Start of Task input
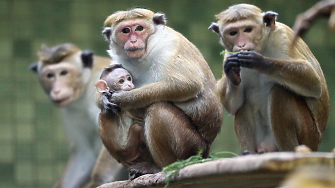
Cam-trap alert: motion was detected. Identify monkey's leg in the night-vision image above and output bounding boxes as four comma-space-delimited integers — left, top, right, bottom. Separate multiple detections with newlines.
234, 105, 257, 154
123, 123, 145, 163
89, 146, 128, 188
271, 85, 321, 151
145, 102, 209, 168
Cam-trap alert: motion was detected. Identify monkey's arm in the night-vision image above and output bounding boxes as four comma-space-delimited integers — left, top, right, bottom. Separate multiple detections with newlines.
216, 54, 244, 115
238, 51, 322, 98
111, 72, 204, 109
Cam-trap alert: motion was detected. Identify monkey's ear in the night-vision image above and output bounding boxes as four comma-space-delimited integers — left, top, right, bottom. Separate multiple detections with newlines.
263, 11, 278, 29
102, 27, 112, 41
208, 22, 220, 35
28, 62, 38, 73
94, 80, 109, 93
81, 50, 93, 68
152, 12, 166, 25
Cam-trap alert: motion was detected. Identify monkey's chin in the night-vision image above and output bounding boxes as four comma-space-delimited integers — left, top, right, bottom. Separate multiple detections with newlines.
53, 97, 72, 108
126, 49, 145, 59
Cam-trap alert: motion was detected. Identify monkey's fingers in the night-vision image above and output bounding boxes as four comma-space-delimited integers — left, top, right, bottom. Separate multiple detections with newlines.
223, 59, 240, 74
238, 51, 263, 68
104, 102, 121, 115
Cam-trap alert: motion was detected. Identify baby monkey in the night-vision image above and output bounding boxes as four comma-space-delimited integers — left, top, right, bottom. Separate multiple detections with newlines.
95, 64, 147, 172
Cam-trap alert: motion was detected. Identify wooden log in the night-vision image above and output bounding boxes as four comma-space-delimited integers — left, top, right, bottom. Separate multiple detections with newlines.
99, 152, 335, 188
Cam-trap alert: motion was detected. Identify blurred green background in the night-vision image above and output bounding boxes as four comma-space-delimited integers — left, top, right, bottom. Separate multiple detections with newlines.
0, 0, 335, 188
End of Task input
Task details:
Keep only the lines of the records above that contain the string "background", treating uppercase and lowercase as different.

Solved problem:
Cam-trap alert: motion was detected. Identify blurred green background in the night-vision image above and output bounding boxes as four comma-space-delimited integers — left, top, right, bottom. Separate multiple detections with newlines.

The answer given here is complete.